-- start of SELECTION --

Plane mirror interferometer is a common way for the precision displacement measurement. However, during the measurement, it still suffers from disturbances such as misalignments, rotations and air refractive index fluctuations, which lead to poor accuracy. Traditional error analysis is rather limited in the static state and separation of the disturbances. In this paper, displacement measurement errors are analyzed, which are caused by the disturbed factors for a plane mirror interferometer. Then error modeling, which based on the geometric optical paths, is carried out by the partial differentiation theory. Moreover, the characteristics of the error are discussed by using this model. It is suggested that this model can release the measurement accuracy reduction brought by coupling effects between adjustment factor of the optical paths and the rotary error of the measured object (e. g. a guideway).

© 2012 OSA

OCIS Codes
(080.2720) Geometric optics : Mathematical methods (general)

-- end of SELECTION --
-- start of GIVEN ENTRIES --

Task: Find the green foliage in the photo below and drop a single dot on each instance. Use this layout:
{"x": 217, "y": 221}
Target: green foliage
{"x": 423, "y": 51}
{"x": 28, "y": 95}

-- end of GIVEN ENTRIES --

JOB 1 =
Scale the entry by rewriting all of its lines, the request included, with each x and y coordinate in the answer points multiplied by 1.5 and rounded to a whole number, halves up. Leave the numbers in the request and its format sample unchanged.
JOB 2 =
Extend the text on plane mirror interferometer errors, continuing from its last line.

RESULT 1 =
Task: Find the green foliage in the photo below and drop a single dot on each instance. Use this layout:
{"x": 217, "y": 221}
Target: green foliage
{"x": 635, "y": 77}
{"x": 42, "y": 143}

RESULT 2 =
(120.3180) Instrumentation, measurement, and metrology : Interferometry
(120.3930) Instrumentation, measurement, and metrology : Metrological instrumentation
(120.4640) Instrumentation, measurement, and metrology : Optical instruments

ToC Category:
Instrumentation, Measurement, and Metrology

History
Original Manuscript: November 9, 2011
Revised Manuscript: December 31, 2011
Manuscript Accepted: January 2, 2012
Published: February 16, 2012

Citation
Shanzhi Tang, Zhao Wang, Lihong Zhong, Jianmin Gao, and Junjie Guo, "Error analysis of a plane mirror interferometer based on geometric optical paths," Opt. Express 20, 5108-5118 (2012)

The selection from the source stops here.